#### EXTRACTED TEXT
= GB Amateur Boxing Championships =

Boxing competitions

The GB Amateur Boxing Championships is an amateur boxing tournament, founded in 2010, in which boxers from England, Scotland and Wales compete over a two-day period. It is hosted by the British Amateur Boxing Association (BABA), which was established in October 2008.

== 2010 GB Amateur Boxing Championships ==
The inaugural Amateur Boxing Championships of Britain were held in Echo Arena, Liverpool over 12 and 13 November 2010. These championships saw a repeat of the 60 kg Commonwealth Games final which were held in Delhi earlier in the year, when Salisbry ABC's Tom Stalker took on Josh Taylor of Scotland, once again Stalker earned a narrow victory in front of his home crowd to become the first 60 kg GB champion. The host city also produced the winner of a closely contested female bout at the 60 kg lightweight category, when Rotunda ABC's Natasha Jonas pipped Hartlepool's Amanda Coulson by one point. Rotunda ABC's Callum Smith, the youngest of the Smith brothers, also boxed his way to a gold medal in the 69 kg category when he took on fellow Scouser Anthony Fowler of Golden Gloves ABC. Northside ABC's Tommy Stubbs recorded a victory over Wales' Andrew Selby in the 52 kg Flyweight division. BBC provided coverage of the tournament.

== 2011 GB Amateur Boxing Championships ==
The 2011 GB Amateur Boxing Championships were staged at York Hall, London on 11 and 12 November 2011. The most hotly anticipated bout going into the second GB Championships was in the flyweight division between Welshman Andrew Selby and Khalid Yafai of England. After both boxers had got past the quarter-final stage of 2011 World Amateur Boxing Championships in Baku one month previous, it meant they would have to box off for a place at the 2012 Summer Olympics if neither boxer took gold in Azerbaijan, and Selby missed that achievement by the narrowest of margins in the final, losing 13:12. The pair met on 11 November for the first of a scheduled three fights to decide which boxer would secure Olympic qualification, with Selby recording a convincing 26:12 victory. On 12 November it was reported that Yafai had pulled out of their next encounter because he couldn't make the weight, thus granting the Welshman Olympic qualification and denying Yafai of a second Olympic Games. In other bouts, Warren Baister claimed gold with an impressive win in the 91 kg final. Salisbury ABC's Sam Maxwell earned a hard-fought 16:14 win over Wales' Joe Cordina who had beaten tournament favorite Iain Weaver the previous day. Another Liverpool boxer, Anthony Fowler beat Kieran Smith 15:9, and his conqueror of last year's championships, Callum Smith won at the 75 kg division. In the female contest, Amanda Coulsen beat Chantelle Cameron in a competitive bout, Natasha Jonas who denied Coulson of gold last year did not enter, neither did Olympians Tom Stalker, Anthony Joshua and Luke Campbell. BBC once again broadcast the event on BBC One and betting operator Betfair sponsored Team GB.
########
#### INFORMATION SUPPLIED
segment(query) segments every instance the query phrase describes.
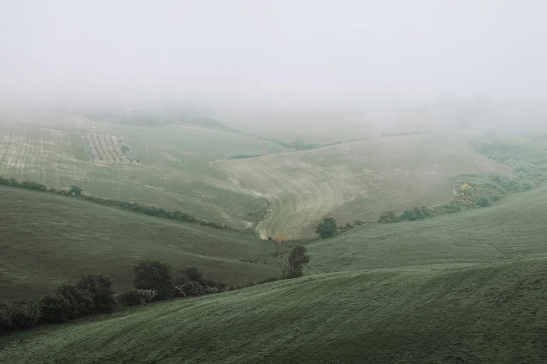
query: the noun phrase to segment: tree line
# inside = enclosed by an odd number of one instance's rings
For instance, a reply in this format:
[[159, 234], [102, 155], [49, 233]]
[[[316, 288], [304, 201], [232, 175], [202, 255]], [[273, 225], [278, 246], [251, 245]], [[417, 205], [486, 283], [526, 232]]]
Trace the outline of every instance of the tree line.
[[[295, 247], [287, 259], [282, 279], [303, 275], [309, 261], [305, 248]], [[145, 305], [172, 298], [191, 297], [254, 286], [228, 286], [205, 277], [195, 266], [172, 273], [171, 266], [158, 260], [142, 260], [133, 266], [134, 288], [116, 294], [112, 278], [99, 273], [83, 274], [75, 284], [64, 283], [39, 298], [0, 300], [0, 334], [46, 323], [64, 323], [95, 313], [111, 313], [121, 307]], [[258, 284], [278, 280], [272, 278]]]
[[122, 210], [127, 210], [149, 216], [155, 216], [165, 219], [173, 220], [175, 221], [182, 221], [184, 222], [191, 222], [198, 224], [203, 226], [208, 226], [215, 229], [221, 229], [224, 230], [235, 230], [234, 228], [219, 222], [212, 222], [204, 220], [198, 219], [191, 215], [182, 213], [178, 211], [170, 211], [161, 207], [156, 207], [149, 205], [143, 205], [138, 202], [126, 202], [116, 199], [110, 199], [105, 198], [94, 197], [89, 195], [82, 194], [82, 188], [77, 185], [71, 185], [69, 188], [48, 188], [45, 185], [38, 182], [31, 181], [23, 181], [20, 182], [15, 179], [5, 179], [0, 176], [0, 185], [6, 185], [17, 188], [24, 188], [26, 190], [32, 190], [38, 192], [48, 192], [51, 193], [57, 193], [59, 195], [78, 196], [82, 199], [100, 204], [110, 207], [115, 207]]

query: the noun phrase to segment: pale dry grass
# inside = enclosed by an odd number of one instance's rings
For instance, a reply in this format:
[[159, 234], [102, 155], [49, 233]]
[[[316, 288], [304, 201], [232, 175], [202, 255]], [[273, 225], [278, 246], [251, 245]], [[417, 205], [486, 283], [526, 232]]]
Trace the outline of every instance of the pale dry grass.
[[267, 197], [263, 238], [314, 235], [324, 217], [339, 222], [375, 220], [401, 211], [448, 201], [459, 174], [509, 173], [473, 153], [464, 134], [377, 138], [298, 153], [216, 163], [235, 190]]

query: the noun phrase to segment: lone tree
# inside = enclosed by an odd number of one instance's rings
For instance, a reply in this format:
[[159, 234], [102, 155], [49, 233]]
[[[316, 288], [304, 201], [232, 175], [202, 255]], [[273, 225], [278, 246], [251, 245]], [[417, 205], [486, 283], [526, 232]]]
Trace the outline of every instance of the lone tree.
[[133, 266], [135, 271], [135, 288], [155, 289], [158, 297], [169, 297], [173, 289], [171, 266], [158, 260], [143, 260]]
[[72, 195], [75, 195], [76, 196], [80, 196], [82, 194], [82, 189], [77, 185], [72, 185], [71, 186], [71, 193]]
[[293, 148], [297, 151], [300, 151], [304, 149], [304, 140], [302, 139], [300, 135], [296, 135], [293, 141], [291, 142], [291, 144], [293, 146]]
[[289, 255], [287, 263], [289, 269], [286, 271], [287, 278], [296, 278], [304, 275], [302, 270], [304, 264], [309, 262], [309, 257], [306, 255], [306, 247], [304, 245], [296, 245], [291, 250]]
[[323, 222], [317, 225], [315, 232], [324, 239], [334, 235], [337, 229], [336, 220], [334, 218], [325, 218], [323, 219]]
########
WHAT THIS TASK INVOLVES
According to the text on the GB Amateur Boxing Championships, where were the 2011 championships held? These items come from a separate source.

SOLUTION TO THIS TASK
York Hall, London.